To do — From the rows below, keep only the lines that contain the string "each" and copy them out. Case counts.

Material provided —
•••

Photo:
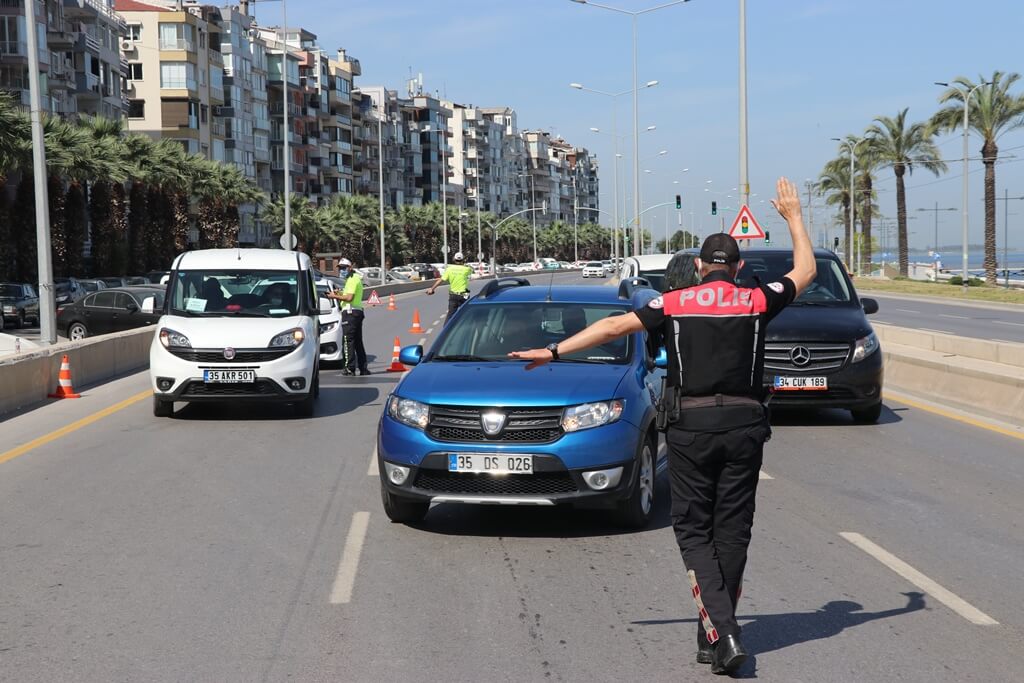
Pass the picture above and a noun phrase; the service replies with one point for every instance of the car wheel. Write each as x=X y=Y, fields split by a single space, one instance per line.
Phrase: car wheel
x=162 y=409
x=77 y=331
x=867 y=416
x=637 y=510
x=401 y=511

•••

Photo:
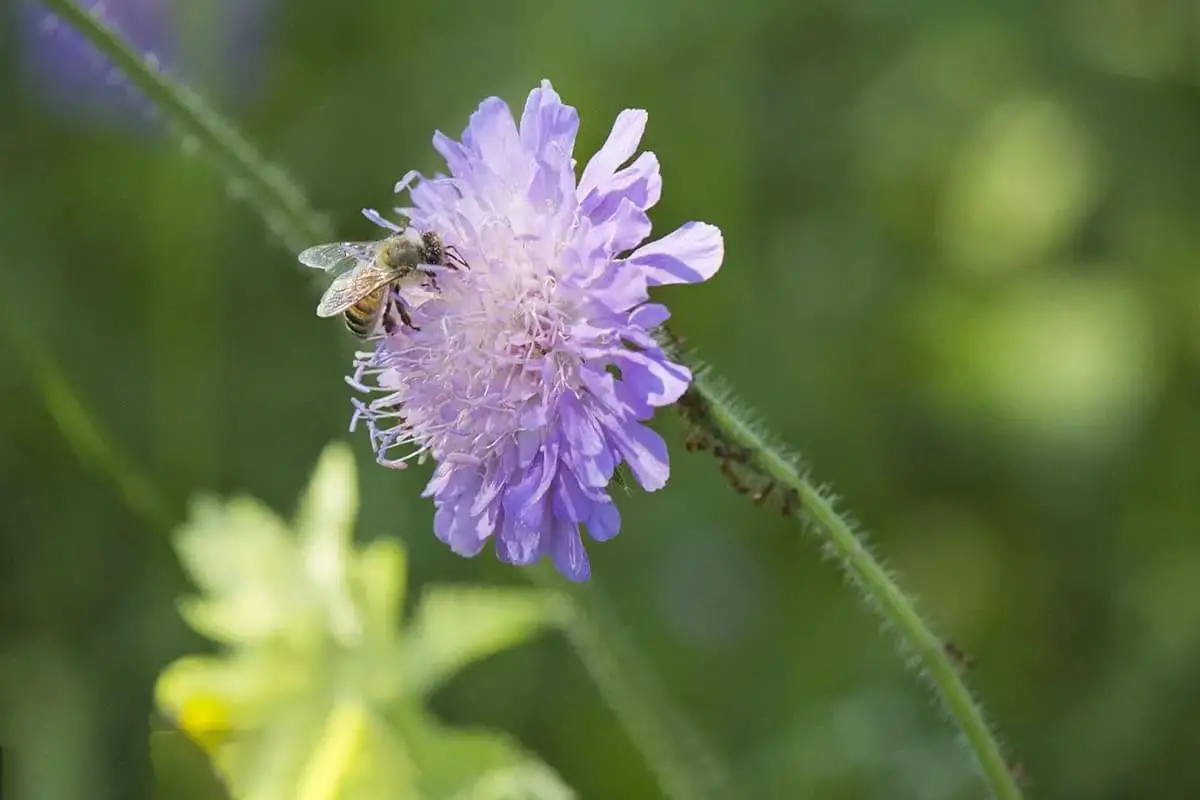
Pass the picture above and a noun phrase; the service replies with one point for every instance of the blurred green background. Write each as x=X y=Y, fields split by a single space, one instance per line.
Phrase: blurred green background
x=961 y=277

•••

Worked answer —
Pass the picture above and a noun phrase; the service replies with one point for every instance of the car wheel. Write each as x=X y=Y, fields split by a single space, one instance per line.
Pass the picture above and a noun phrase; the service replies with one point for every instance of the blurred green background. Write each as x=X y=Y, fields split by a single space, one instance per line.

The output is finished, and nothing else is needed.